● Directions
Count how many lines in the material below contain the string "train". Case matters, and your reply should be the number alone.

[Saved data entries]
=====

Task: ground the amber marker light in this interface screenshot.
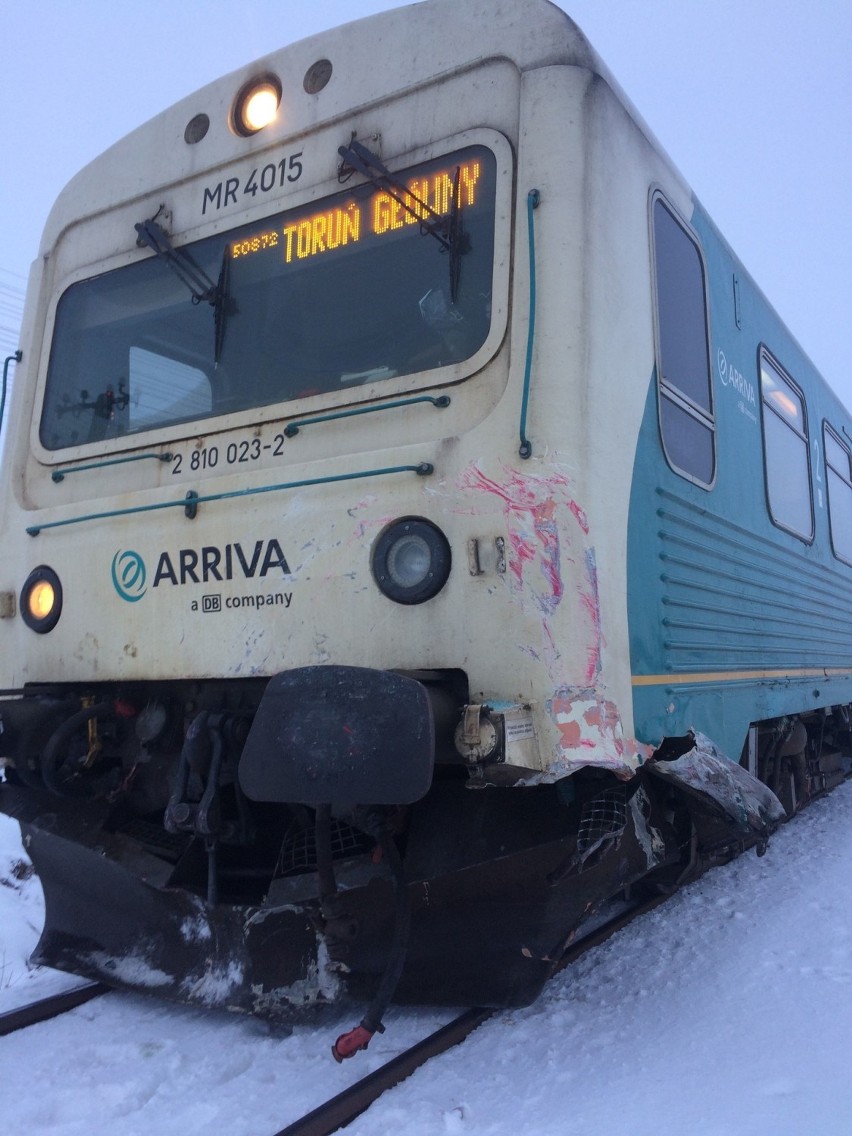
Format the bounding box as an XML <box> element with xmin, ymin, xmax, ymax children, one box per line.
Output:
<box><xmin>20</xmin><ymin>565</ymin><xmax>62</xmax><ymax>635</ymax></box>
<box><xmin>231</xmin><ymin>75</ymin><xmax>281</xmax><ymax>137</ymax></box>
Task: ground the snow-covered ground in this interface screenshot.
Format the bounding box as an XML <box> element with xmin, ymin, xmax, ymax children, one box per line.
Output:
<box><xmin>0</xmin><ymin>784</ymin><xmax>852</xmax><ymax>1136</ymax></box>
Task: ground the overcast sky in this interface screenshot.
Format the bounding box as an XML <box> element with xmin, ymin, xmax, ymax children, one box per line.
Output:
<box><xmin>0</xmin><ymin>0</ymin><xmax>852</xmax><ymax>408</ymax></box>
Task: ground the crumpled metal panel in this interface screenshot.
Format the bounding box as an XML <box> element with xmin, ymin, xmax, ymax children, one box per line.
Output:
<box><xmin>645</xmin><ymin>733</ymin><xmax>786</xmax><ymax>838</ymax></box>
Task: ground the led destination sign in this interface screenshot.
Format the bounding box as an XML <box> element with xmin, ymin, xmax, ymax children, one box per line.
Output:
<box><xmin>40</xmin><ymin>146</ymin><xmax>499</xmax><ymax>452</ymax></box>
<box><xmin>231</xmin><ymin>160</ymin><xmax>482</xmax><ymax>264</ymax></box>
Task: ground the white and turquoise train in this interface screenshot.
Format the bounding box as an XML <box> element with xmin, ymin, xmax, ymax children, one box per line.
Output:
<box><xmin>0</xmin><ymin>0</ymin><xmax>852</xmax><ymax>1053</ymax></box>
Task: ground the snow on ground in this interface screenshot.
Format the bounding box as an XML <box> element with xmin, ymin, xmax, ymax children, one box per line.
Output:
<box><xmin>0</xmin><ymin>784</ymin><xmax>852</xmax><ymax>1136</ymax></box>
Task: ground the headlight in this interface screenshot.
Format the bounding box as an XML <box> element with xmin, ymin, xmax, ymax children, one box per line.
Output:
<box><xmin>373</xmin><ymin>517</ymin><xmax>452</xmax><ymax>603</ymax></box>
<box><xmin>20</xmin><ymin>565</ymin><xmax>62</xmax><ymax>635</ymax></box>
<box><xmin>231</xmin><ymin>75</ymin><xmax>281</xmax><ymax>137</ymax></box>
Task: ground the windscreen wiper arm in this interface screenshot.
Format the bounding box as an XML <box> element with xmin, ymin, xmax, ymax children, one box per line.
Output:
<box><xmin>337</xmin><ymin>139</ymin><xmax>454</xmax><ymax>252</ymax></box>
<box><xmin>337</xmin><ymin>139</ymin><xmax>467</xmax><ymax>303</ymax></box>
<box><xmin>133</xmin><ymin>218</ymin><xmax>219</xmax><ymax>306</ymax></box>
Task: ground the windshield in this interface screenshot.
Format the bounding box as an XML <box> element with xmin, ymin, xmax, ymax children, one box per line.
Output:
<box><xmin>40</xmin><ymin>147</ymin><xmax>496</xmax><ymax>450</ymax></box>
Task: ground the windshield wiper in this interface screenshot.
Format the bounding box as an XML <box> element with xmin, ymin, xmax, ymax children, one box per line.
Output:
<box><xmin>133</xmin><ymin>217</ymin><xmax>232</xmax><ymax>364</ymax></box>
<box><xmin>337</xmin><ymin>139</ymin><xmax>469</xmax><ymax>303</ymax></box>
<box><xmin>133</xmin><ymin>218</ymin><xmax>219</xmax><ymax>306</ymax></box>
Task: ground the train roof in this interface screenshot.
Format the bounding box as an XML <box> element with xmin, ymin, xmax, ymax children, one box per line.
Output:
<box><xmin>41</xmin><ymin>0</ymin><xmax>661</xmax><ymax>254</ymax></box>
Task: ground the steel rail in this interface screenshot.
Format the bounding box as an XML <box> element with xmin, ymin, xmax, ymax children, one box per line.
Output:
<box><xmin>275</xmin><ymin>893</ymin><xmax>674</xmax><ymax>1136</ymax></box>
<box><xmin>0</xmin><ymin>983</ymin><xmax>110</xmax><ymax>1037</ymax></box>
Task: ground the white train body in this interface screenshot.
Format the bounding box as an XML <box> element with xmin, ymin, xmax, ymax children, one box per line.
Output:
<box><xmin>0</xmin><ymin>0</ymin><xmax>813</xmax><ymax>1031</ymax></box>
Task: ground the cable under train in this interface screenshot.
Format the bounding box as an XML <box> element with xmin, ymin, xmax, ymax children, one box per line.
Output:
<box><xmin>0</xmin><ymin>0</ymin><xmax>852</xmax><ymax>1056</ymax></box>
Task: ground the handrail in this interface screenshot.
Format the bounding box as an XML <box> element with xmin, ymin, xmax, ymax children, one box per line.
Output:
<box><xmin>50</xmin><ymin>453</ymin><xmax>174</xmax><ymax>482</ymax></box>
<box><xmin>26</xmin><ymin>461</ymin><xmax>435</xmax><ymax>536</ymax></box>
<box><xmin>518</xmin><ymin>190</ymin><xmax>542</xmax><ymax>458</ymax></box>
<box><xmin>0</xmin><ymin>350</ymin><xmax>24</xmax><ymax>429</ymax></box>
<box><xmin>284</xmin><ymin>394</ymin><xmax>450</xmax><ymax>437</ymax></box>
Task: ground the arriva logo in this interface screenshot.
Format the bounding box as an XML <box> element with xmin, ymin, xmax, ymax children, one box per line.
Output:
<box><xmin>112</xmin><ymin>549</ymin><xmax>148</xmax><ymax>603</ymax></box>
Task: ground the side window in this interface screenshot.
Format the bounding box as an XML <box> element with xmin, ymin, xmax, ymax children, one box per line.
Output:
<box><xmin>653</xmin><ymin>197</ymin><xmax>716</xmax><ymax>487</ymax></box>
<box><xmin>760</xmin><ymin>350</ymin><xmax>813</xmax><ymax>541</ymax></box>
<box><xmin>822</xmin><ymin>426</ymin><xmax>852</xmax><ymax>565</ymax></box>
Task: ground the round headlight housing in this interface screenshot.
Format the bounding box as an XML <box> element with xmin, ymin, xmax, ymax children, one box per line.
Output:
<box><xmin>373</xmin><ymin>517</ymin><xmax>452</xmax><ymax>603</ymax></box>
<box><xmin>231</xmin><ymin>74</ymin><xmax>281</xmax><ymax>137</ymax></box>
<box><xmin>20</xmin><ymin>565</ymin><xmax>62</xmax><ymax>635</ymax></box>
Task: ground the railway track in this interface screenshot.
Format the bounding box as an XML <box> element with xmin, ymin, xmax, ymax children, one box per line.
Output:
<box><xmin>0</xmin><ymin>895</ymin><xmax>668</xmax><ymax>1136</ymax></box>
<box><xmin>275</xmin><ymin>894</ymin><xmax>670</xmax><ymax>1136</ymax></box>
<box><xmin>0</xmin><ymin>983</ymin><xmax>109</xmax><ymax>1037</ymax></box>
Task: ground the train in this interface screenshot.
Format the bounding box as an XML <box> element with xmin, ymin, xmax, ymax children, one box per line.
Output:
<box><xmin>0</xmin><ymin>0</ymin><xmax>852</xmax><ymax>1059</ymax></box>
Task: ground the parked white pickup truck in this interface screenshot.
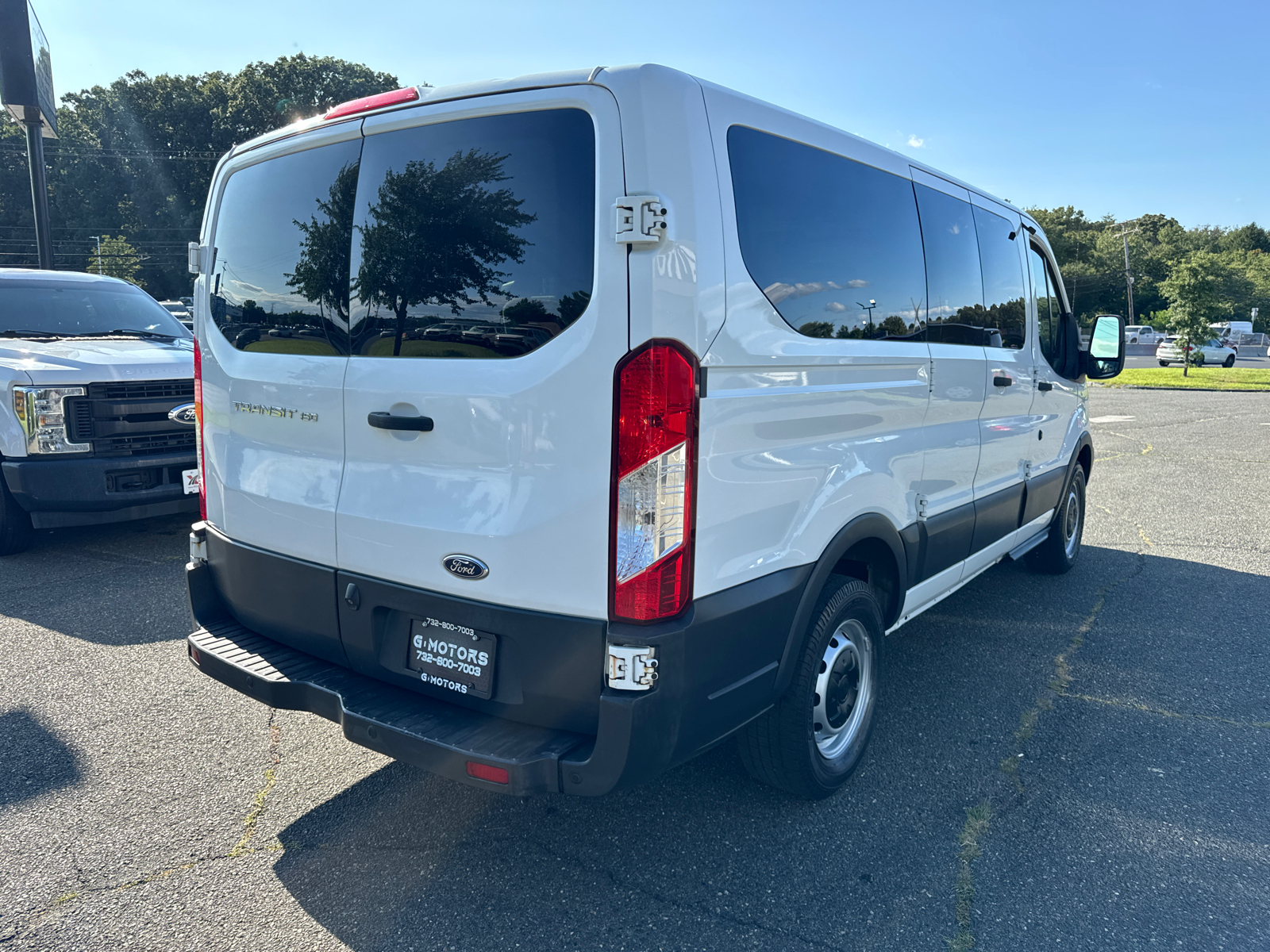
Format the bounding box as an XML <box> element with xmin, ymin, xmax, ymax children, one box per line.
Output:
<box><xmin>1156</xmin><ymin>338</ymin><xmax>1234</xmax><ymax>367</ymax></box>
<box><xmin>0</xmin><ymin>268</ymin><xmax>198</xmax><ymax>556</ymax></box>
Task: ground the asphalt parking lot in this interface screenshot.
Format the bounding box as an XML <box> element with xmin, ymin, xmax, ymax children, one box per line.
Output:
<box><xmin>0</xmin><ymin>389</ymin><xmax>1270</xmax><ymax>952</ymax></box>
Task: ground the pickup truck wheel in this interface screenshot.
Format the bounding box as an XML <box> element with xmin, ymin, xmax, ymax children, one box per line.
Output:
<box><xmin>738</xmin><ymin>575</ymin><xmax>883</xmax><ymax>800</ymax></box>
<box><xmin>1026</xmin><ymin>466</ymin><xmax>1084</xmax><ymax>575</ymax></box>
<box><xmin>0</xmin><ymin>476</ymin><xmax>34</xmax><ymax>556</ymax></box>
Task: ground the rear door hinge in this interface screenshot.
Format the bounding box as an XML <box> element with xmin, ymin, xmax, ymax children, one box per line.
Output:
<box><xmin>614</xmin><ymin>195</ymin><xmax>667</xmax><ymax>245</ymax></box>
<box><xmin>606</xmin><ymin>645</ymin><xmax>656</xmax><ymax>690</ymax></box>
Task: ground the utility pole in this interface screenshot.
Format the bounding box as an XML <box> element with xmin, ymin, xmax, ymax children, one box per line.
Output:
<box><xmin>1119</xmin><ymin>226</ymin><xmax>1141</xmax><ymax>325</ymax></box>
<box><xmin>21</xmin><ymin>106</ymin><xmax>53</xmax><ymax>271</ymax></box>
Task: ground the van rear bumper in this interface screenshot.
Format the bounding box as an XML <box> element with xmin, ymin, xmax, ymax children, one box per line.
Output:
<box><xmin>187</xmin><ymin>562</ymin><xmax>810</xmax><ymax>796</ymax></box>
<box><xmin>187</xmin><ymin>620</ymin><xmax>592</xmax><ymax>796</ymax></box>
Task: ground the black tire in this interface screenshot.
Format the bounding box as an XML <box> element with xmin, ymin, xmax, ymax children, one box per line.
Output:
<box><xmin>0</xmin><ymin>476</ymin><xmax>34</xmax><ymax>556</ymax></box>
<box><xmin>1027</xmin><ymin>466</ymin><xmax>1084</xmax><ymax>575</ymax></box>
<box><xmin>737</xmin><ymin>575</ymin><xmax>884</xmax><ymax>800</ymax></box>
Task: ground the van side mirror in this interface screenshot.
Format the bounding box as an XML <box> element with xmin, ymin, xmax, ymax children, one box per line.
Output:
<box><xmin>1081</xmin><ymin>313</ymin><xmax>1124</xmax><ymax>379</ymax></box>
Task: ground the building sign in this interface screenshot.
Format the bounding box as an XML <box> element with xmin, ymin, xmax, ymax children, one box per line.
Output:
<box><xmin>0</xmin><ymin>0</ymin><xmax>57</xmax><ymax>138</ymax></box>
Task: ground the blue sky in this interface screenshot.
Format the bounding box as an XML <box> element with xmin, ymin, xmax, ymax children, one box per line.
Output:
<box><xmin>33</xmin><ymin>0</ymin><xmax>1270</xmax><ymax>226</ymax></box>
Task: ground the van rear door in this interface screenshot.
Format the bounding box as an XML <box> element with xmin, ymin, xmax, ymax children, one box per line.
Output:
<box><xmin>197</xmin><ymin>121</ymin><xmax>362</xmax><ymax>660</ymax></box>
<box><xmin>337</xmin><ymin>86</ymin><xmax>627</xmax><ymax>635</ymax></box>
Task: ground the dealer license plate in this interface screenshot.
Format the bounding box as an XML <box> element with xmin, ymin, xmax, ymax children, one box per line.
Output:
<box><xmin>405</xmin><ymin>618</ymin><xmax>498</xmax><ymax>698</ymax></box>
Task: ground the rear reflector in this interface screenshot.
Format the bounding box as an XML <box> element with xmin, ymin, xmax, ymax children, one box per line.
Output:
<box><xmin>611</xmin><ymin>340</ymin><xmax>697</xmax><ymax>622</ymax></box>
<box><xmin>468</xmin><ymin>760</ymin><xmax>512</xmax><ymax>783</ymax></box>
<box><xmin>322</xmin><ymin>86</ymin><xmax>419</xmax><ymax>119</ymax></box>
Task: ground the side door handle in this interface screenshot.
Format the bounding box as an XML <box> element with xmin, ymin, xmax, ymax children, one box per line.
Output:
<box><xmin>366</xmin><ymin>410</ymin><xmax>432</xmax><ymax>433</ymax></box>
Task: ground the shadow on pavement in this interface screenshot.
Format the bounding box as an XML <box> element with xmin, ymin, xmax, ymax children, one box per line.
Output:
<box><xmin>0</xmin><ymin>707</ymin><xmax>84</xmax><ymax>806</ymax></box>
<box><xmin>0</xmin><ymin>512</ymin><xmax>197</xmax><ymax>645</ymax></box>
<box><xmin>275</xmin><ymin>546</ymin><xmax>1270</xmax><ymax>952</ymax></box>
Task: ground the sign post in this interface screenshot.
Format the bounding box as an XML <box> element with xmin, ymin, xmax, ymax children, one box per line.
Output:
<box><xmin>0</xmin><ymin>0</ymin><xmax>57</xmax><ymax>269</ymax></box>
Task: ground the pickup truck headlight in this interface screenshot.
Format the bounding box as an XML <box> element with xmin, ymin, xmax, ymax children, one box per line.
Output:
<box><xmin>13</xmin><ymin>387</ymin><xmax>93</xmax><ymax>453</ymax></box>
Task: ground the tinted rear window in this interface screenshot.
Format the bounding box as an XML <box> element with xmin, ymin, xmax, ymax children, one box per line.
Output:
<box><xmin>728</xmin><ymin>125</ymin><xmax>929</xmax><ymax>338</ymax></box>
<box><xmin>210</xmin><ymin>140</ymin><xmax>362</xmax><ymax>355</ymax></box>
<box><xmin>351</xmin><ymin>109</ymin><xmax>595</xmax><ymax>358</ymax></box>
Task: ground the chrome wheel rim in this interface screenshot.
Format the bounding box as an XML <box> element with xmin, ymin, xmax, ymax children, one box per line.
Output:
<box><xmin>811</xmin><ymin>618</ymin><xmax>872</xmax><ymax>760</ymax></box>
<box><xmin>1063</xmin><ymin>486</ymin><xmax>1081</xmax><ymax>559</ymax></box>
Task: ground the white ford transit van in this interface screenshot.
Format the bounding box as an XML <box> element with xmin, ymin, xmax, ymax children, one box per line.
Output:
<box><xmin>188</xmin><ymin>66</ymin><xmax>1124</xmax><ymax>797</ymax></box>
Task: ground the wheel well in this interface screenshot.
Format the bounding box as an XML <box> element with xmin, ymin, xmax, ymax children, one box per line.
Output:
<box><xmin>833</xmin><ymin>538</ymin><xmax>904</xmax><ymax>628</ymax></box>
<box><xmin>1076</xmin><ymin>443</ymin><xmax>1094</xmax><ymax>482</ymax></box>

=====

● Output of the exercise
5